§ WHAT TO WORK ON
Arrange every line of the material below as a numbered list, skipping any blank lines.

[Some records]
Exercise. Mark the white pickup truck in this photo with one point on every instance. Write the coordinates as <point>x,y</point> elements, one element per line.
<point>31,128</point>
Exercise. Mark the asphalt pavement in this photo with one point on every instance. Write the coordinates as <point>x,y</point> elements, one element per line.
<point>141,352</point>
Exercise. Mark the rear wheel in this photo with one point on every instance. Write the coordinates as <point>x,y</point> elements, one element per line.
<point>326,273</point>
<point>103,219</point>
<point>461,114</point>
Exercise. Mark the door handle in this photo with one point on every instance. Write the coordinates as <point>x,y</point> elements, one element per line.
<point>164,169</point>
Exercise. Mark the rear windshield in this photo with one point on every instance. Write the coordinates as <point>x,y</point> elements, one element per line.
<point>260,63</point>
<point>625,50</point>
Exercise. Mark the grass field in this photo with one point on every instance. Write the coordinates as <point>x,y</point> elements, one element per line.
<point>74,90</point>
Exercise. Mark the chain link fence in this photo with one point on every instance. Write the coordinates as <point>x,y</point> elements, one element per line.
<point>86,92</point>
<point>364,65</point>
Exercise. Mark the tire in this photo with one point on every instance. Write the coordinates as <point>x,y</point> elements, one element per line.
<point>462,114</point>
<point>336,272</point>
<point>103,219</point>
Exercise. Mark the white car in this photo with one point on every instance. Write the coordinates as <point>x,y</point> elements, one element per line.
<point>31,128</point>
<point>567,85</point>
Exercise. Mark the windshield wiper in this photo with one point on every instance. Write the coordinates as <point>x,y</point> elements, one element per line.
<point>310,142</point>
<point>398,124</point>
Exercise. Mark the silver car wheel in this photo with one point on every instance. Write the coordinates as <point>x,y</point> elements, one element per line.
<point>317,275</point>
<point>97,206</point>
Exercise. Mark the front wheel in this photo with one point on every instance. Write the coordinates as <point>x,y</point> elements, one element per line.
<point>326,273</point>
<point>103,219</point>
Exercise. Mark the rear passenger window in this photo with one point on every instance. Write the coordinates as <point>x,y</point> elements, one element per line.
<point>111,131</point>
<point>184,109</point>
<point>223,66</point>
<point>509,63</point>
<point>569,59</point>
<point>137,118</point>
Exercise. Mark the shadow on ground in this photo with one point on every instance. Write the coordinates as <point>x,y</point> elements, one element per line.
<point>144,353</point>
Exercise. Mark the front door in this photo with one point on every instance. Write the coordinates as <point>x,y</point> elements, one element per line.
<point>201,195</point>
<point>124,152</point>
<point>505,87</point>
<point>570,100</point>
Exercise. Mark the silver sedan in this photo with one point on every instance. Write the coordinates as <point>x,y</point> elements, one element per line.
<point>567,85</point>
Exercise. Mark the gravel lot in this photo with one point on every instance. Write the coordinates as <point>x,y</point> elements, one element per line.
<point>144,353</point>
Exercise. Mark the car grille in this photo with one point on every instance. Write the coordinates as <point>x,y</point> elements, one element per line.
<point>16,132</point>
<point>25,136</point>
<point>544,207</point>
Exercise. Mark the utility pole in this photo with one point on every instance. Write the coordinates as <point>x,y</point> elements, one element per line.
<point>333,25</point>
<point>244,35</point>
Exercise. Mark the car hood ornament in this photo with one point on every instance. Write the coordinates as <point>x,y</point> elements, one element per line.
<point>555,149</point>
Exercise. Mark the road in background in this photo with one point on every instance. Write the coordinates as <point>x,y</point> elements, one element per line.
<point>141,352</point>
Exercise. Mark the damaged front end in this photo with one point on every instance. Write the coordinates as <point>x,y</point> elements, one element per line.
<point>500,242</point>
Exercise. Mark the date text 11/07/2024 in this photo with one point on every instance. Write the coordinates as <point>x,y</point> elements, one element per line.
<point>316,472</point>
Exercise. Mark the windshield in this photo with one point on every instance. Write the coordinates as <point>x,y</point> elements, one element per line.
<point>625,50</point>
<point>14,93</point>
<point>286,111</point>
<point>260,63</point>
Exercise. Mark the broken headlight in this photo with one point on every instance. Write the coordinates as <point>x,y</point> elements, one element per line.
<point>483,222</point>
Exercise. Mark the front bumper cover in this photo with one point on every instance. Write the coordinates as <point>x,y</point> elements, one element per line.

§ SOLVED EXERCISE
1. Exercise. Mark the white pickup truck in this photo with one point on every instance. Write the coordinates as <point>x,y</point> elements, one element per line.
2. <point>31,128</point>
3. Exercise. Mark the asphalt pavement in this photo with one point on every instance. Write the coordinates as <point>x,y</point> elements, one element per line.
4. <point>141,352</point>
5. Exercise. Mark the rear wheel in this photo with one point on every instance. Write the coordinates as <point>x,y</point> elements, one element per line.
6. <point>326,273</point>
7. <point>103,219</point>
8. <point>461,114</point>
9. Exercise. Mark the door handle in this photo with one point on every instance. Write the coordinates as <point>x,y</point> elements, one element per line.
10. <point>164,169</point>
11. Exercise. Mark the rear windshield in this photo with one point on every instance. Write the coordinates as <point>x,y</point> elements, one element per line.
12. <point>260,63</point>
13. <point>625,50</point>
14. Exercise. Mark the grass field in this photo with one point on every instance. Write the coordinates as <point>x,y</point> elements, one element per line.
15. <point>74,90</point>
16. Exercise. Mark the chain link fence in this photo with one point on every instance. Write the coordinates as <point>x,y</point> elements, one element per line.
17. <point>86,92</point>
18. <point>364,65</point>
19. Exercise. Mark the tire in this photo with one point on every instance. Write the coordinates as <point>x,y</point> elements, one element per line.
20. <point>462,114</point>
21. <point>336,272</point>
22. <point>103,219</point>
23. Exercise. Mark the white car in this photo with one point on every instance. Write the coordinates as <point>x,y</point> elements, one element per line.
24. <point>31,128</point>
25. <point>567,85</point>
26. Exercise. Mark the windshield wiper in this photo with one point on every instance. Write the coordinates as <point>x,y</point> elements, one element per line.
27. <point>310,142</point>
28. <point>398,124</point>
29. Exercise. Mark the silver car wheel in this photo with one point on every instance. Write the coordinates as <point>x,y</point> elements, one element per line.
30. <point>317,275</point>
31. <point>97,206</point>
32. Exercise. Mark the front wheel in this photo with one point on every instance. Write the coordinates as <point>x,y</point> elements, one element per line.
33. <point>326,273</point>
34. <point>103,219</point>
35. Exercise. Mark the rear passenger window in this photo with one point on every instance. Write the coordinates as <point>x,y</point> elements, one element per line.
36. <point>111,131</point>
37. <point>184,109</point>
38. <point>223,66</point>
39. <point>509,63</point>
40. <point>569,59</point>
41. <point>137,118</point>
42. Exercise. Mark the shadow on ground in this photo with one point on every instance. Write the coordinates as <point>x,y</point> elements, one element per line.
43. <point>144,353</point>
44. Exercise. Mark the front door in this photo with one point on every instance. Write the coordinates as <point>x,y</point> elements, one element per line.
45. <point>201,195</point>
46. <point>124,152</point>
47. <point>505,87</point>
48. <point>570,100</point>
49. Exercise. Mark the silver sedan in this photo with one point on every instance. Write the coordinates as <point>x,y</point> elements, one element per line.
50. <point>567,85</point>
51. Exercise. Mark the gravel lot in this photo with one point on every instance. Write the coordinates as <point>x,y</point> elements, one element per line.
52. <point>144,353</point>
53. Exercise. Mark the car grille in this photo with one point on every instance. Write the coordinates as <point>x,y</point> elements, one element per line.
54. <point>16,132</point>
55. <point>25,136</point>
56. <point>544,207</point>
57. Exercise. Mark the utility pole in this photo with one point on every instance. Write the coordinates as <point>x,y</point> elements, one element per line.
58. <point>333,25</point>
59. <point>244,35</point>
60. Exercise. Mark the car hood ornament in this photo with one point on every instance. Write the coordinates as <point>x,y</point> elements, one element per line.
61. <point>555,149</point>
62. Exercise. Mark the road in background in this photo with one point on every instance. Write the coordinates as <point>x,y</point> elements, one element per line.
63. <point>141,352</point>
64. Exercise. Mark the damaged front end in this photo with one point on every instance. Write the coordinates as <point>x,y</point> elements, one element per line.
65. <point>500,242</point>
66. Exercise. Mark the date text 11/07/2024 in this photo with one point on every instance. Write the coordinates as <point>x,y</point> elements, one element per line.
67. <point>316,472</point>
68. Exercise. Mark the windshield in this photo with one point on every instance. Write the coordinates as <point>x,y</point> elements, one element per line.
69. <point>625,50</point>
70. <point>14,93</point>
71. <point>286,111</point>
72. <point>260,63</point>
73. Exercise. Mark the broken headlight in this photo with one point on every instance. Write the coordinates as <point>x,y</point> elements, one element per line.
74. <point>483,222</point>
75. Exercise. Mark the front bumper cover in this photo with one point on every instance. Write the coordinates as <point>x,y</point> elements, one element per line.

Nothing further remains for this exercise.